WRITTEN INSTRUCTION: Exact reproduction is required for all entries.
Start of MATERIALS PROVIDED
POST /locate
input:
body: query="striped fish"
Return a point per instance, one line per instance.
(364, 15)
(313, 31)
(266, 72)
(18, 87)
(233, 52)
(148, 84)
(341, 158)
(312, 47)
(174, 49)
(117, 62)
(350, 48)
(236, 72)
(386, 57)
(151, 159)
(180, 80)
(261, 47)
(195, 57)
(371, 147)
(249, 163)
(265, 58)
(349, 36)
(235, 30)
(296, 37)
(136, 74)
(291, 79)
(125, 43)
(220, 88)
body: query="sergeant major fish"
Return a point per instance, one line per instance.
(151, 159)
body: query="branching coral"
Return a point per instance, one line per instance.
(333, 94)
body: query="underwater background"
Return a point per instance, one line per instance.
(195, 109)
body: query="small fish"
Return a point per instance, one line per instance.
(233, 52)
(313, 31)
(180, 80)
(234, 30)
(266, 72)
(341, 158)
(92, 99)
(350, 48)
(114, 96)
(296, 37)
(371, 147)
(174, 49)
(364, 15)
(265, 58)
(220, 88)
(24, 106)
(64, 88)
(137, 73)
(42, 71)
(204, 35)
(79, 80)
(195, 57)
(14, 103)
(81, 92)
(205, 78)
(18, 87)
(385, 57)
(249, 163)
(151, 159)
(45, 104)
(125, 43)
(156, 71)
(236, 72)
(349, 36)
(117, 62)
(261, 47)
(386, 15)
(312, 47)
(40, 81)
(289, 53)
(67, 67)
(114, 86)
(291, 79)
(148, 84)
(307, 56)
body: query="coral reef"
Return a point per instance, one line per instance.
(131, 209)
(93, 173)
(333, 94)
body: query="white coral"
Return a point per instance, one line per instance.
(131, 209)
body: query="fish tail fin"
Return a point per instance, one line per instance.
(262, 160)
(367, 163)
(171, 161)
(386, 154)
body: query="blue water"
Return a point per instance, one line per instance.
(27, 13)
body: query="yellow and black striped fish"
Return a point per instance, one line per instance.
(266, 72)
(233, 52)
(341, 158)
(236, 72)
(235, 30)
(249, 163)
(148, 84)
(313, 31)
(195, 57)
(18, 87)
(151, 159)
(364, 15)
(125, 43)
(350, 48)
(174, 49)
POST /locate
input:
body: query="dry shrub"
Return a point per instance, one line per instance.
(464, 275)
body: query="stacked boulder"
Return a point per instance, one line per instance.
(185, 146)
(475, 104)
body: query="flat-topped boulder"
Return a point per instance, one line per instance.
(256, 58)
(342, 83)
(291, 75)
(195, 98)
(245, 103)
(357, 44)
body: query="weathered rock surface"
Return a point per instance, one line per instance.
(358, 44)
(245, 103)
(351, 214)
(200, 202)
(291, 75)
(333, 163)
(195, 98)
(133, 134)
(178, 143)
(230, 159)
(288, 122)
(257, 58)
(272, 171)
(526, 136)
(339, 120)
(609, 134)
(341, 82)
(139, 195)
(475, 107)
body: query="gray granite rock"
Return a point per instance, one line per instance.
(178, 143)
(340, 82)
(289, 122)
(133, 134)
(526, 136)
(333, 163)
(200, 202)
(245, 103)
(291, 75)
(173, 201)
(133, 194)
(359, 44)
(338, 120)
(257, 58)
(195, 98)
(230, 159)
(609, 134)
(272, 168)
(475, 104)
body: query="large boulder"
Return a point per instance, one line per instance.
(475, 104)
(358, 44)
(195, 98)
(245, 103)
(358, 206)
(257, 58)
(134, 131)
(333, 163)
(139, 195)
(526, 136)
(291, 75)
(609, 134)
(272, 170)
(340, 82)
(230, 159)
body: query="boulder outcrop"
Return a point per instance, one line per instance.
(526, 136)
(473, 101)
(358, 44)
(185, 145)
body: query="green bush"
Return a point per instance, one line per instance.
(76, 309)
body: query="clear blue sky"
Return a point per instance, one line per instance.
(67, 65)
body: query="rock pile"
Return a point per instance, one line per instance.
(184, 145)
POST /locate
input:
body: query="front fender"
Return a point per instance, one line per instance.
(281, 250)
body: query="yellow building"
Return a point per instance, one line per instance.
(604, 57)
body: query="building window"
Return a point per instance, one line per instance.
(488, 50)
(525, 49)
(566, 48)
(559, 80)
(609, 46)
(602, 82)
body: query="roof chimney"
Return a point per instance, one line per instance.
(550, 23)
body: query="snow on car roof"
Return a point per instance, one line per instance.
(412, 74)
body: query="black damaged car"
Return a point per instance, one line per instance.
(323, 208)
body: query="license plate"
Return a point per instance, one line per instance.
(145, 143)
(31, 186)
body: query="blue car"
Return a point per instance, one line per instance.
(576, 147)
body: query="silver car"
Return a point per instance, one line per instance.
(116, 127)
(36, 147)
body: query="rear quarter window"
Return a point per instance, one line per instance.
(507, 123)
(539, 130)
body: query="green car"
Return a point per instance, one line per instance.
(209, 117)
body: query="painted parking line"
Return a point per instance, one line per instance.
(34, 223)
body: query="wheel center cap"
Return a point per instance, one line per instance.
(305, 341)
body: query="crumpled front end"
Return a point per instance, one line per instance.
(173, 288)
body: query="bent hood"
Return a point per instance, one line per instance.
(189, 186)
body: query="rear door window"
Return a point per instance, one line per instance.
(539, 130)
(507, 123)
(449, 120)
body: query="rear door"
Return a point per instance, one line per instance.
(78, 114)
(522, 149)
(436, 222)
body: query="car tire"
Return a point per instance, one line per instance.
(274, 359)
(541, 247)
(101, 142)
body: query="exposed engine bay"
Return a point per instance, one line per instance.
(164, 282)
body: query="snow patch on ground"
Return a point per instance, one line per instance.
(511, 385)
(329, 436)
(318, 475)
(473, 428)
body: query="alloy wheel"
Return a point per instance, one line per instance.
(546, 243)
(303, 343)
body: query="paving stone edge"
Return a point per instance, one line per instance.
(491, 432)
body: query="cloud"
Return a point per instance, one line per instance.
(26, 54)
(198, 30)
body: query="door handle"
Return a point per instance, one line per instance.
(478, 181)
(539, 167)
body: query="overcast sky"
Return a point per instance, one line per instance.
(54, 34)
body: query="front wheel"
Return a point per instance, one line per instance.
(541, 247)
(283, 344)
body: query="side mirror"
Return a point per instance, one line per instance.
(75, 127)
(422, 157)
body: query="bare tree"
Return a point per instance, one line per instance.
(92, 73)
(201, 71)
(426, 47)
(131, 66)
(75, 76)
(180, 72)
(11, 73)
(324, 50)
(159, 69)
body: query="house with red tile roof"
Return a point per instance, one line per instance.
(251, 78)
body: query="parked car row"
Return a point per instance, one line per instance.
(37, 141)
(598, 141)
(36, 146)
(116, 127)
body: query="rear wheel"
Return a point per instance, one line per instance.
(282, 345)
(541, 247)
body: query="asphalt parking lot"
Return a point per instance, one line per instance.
End of MATERIALS PROVIDED
FINAL ANSWER:
POST /locate
input:
body: query="striped fish"
Return a point per instance, one line per instance.
(364, 15)
(313, 31)
(266, 72)
(18, 87)
(233, 52)
(148, 84)
(341, 158)
(312, 47)
(174, 49)
(117, 62)
(350, 48)
(236, 72)
(386, 57)
(151, 159)
(180, 80)
(261, 47)
(195, 57)
(371, 147)
(249, 163)
(265, 58)
(349, 36)
(235, 30)
(296, 37)
(136, 74)
(291, 79)
(125, 43)
(220, 88)
body: query="sergeant major fish"
Return a point per instance, one line per instance.
(151, 159)
body: query="branching coral"
Return a point per instance, one line per instance.
(333, 94)
body: query="underwater background"
Return a point per instance, one line per instance.
(195, 109)
body: query="small fish"
Return a point per instance, one line per instance.
(233, 52)
(313, 31)
(180, 80)
(234, 30)
(266, 72)
(341, 158)
(92, 99)
(350, 48)
(114, 96)
(296, 37)
(371, 147)
(174, 49)
(364, 15)
(265, 58)
(220, 88)
(24, 106)
(64, 88)
(137, 73)
(42, 71)
(204, 35)
(79, 80)
(195, 57)
(14, 103)
(81, 92)
(205, 78)
(18, 87)
(385, 57)
(249, 163)
(151, 159)
(45, 104)
(125, 43)
(156, 71)
(236, 72)
(349, 36)
(117, 62)
(261, 47)
(386, 15)
(312, 47)
(40, 81)
(289, 53)
(67, 67)
(114, 86)
(291, 79)
(148, 84)
(307, 56)
body: query="coral reef"
Return a point per instance, one line per instance.
(131, 209)
(93, 173)
(333, 94)
body: query="white coral"
Return a point per instance, one line per instance.
(131, 209)
body: query="fish tail fin"
Return a point per instance, one line per instance.
(262, 160)
(367, 163)
(171, 161)
(386, 154)
body: query="blue water"
Return a point per instance, one line per instance.
(27, 13)
body: query="yellow and black striped fish"
Return a point per instance, one line per instance.
(266, 72)
(233, 52)
(341, 158)
(236, 72)
(235, 30)
(249, 163)
(148, 84)
(313, 31)
(195, 57)
(18, 87)
(151, 159)
(364, 15)
(125, 43)
(350, 48)
(174, 49)
POST /locate
input:
body: query="dry shrub"
Return a point per instance, one line per instance.
(464, 275)
body: query="stacked boulder"
Return a point per instance, one line per instance.
(185, 146)
(475, 104)
body: query="flat-topped boulder"
Return a point per instance, one line per instance.
(256, 58)
(342, 83)
(291, 75)
(195, 98)
(245, 103)
(357, 44)
body: query="weathered rock surface"
Return a point per instance, one line per instance.
(358, 44)
(245, 103)
(351, 214)
(200, 202)
(291, 75)
(333, 163)
(195, 98)
(133, 134)
(178, 143)
(230, 159)
(288, 122)
(257, 58)
(272, 171)
(526, 136)
(339, 120)
(609, 134)
(341, 82)
(139, 195)
(475, 107)
body: query="gray granite rock"
Return a point per instance, one line per instance.
(178, 143)
(340, 82)
(289, 122)
(133, 134)
(526, 136)
(333, 163)
(200, 202)
(245, 103)
(291, 75)
(173, 201)
(133, 194)
(359, 44)
(338, 120)
(257, 58)
(195, 98)
(230, 159)
(609, 134)
(272, 168)
(475, 104)
body: query="large boulder"
Return a point per instance, one line per instance.
(475, 104)
(358, 44)
(195, 98)
(245, 103)
(358, 206)
(257, 58)
(134, 131)
(333, 163)
(139, 195)
(526, 136)
(291, 75)
(609, 134)
(272, 170)
(340, 82)
(230, 159)
body: query="boulder outcrop"
Return a point per instance, one line per instance.
(526, 136)
(473, 101)
(358, 44)
(185, 145)
body: query="green bush"
Return a point per instance, one line per instance.
(76, 309)
body: query="clear blue sky"
Return a point per instance, one line per instance.
(67, 65)
body: query="rock pile"
Return a point per instance, one line per instance.
(184, 145)
POST /locate
input:
body: query="front fender"
Return a point per instance, one line per instance.
(281, 250)
body: query="yellow building"
Return a point per instance, one line per instance.
(604, 57)
body: query="building window"
Return a point per instance, one line per instance.
(488, 50)
(525, 49)
(566, 48)
(559, 80)
(609, 46)
(602, 82)
body: query="roof chimney"
Return a point per instance, one line per instance.
(550, 23)
body: query="snow on car roof"
Return a point per instance, one line per instance.
(412, 74)
body: query="black damaged car"
Return a point per instance, one line per instance.
(323, 208)
body: query="license plate"
Return a point per instance, one line per instance.
(145, 143)
(31, 186)
body: query="blue car"
Return a point per instance, one line per instance.
(576, 147)
body: query="silver car"
Return a point per instance, one line per instance.
(116, 127)
(36, 147)
body: query="rear quarter window"
Return a point per instance, one line per instance.
(507, 123)
(539, 130)
body: query="green car"
Return a point per instance, one line per instance.
(209, 117)
body: query="painted parking line"
Return a point per instance, one line per instance.
(34, 223)
body: query="wheel center cap"
Return a point per instance, one line per instance.
(305, 341)
body: query="crumpled front end"
Return a point per instance, one line per instance.
(173, 288)
body: query="bent hood"
Return a point per instance, one line per instance.
(189, 186)
body: query="rear door window"
Return a point per instance, one line per instance.
(539, 130)
(507, 123)
(449, 120)
body: query="rear door"
Return a point per instance, one line per instance.
(78, 114)
(522, 149)
(436, 222)
body: query="car tire"
Return a point per instance, one line per instance.
(274, 359)
(541, 247)
(101, 142)
body: query="exposed engine bay"
Return a point per instance, one line per instance.
(164, 282)
body: query="snow patch on ground"
Return a point per instance, one line per instance.
(511, 385)
(329, 436)
(318, 475)
(473, 428)
body: query="alloy wheel"
Return a point per instance, one line per instance.
(546, 243)
(303, 343)
body: query="paving stone edge"
Return a point per instance, one line per instance.
(491, 432)
body: query="cloud"
Return a point per instance, one line per instance.
(26, 54)
(198, 30)
body: query="door handle"
Return a point per instance, one line per instance.
(478, 181)
(539, 167)
body: query="overcast sky"
Return a point per instance, one line per instance.
(54, 34)
body: query="front wheel"
Return a point per instance, one line per instance.
(541, 247)
(283, 344)
body: query="side mirror"
Return a point per instance, one line per instance.
(75, 127)
(422, 157)
body: query="bare tree"
Return a point per instance, one line per instance.
(92, 73)
(201, 71)
(426, 47)
(131, 66)
(75, 76)
(180, 72)
(11, 73)
(324, 50)
(159, 69)
body: query="house with red tile roof"
Return a point per instance, one line per instance.
(251, 78)
body: query="parked car row"
Return a point per instance, one line per instance.
(37, 141)
(598, 141)
(36, 146)
(116, 127)
body: query="rear wheel"
Return a point per instance, one line per instance.
(282, 345)
(541, 247)
body: query="asphalt parking lot"
Return a point per instance, one line per instance.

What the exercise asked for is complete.